[WORKING DATA]
--- START ---
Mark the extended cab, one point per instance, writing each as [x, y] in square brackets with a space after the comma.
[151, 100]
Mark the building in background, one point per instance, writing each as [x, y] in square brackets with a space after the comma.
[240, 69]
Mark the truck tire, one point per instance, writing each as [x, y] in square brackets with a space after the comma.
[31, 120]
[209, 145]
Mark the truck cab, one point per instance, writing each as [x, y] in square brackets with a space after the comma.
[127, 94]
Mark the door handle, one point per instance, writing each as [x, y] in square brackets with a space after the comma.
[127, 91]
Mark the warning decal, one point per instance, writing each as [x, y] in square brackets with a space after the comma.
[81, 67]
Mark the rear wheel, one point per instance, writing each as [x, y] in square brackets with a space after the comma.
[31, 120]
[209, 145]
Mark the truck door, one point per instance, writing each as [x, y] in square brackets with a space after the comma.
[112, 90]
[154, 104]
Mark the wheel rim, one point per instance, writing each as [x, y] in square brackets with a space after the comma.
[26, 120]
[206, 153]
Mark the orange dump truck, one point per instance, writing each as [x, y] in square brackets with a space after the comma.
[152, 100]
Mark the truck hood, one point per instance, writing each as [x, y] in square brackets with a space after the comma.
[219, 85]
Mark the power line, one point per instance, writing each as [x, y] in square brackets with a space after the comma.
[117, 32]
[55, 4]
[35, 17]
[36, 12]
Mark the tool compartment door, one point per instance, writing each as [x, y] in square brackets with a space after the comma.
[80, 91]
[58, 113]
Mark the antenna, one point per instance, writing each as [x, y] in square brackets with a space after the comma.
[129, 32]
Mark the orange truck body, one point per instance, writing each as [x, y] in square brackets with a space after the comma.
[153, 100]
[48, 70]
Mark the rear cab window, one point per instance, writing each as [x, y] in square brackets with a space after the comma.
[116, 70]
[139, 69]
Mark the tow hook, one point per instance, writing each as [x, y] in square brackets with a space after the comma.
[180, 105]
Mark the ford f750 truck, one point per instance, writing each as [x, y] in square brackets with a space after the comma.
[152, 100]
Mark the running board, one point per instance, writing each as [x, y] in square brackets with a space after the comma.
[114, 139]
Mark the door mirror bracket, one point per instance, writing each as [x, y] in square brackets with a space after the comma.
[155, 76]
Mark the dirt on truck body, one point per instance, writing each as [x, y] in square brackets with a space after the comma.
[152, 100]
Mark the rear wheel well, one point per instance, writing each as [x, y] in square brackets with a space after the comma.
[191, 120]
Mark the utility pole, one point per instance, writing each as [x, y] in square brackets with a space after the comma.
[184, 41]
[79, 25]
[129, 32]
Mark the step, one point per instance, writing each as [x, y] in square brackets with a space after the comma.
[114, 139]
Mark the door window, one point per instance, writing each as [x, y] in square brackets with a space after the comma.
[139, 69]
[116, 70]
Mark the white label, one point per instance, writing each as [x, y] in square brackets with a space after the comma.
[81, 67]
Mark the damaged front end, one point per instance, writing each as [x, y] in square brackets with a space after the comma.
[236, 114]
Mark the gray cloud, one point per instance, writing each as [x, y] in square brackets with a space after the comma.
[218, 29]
--- END ---
The requested output is the line holding "Mark the white" and every line after it up to the last line of the listing, exactly, with nothing else.

Mark the white label, one point per instance, writing each as [x, y] in square brackets with a space after the comma.
[81, 67]
Mark the damaged front end, one point per instance, writing each as [x, y] in square brackets with a space after the comma.
[236, 114]
Mark the gray cloud, one point per instance, writing each as [x, y] in square brackets with a space after the comma.
[218, 29]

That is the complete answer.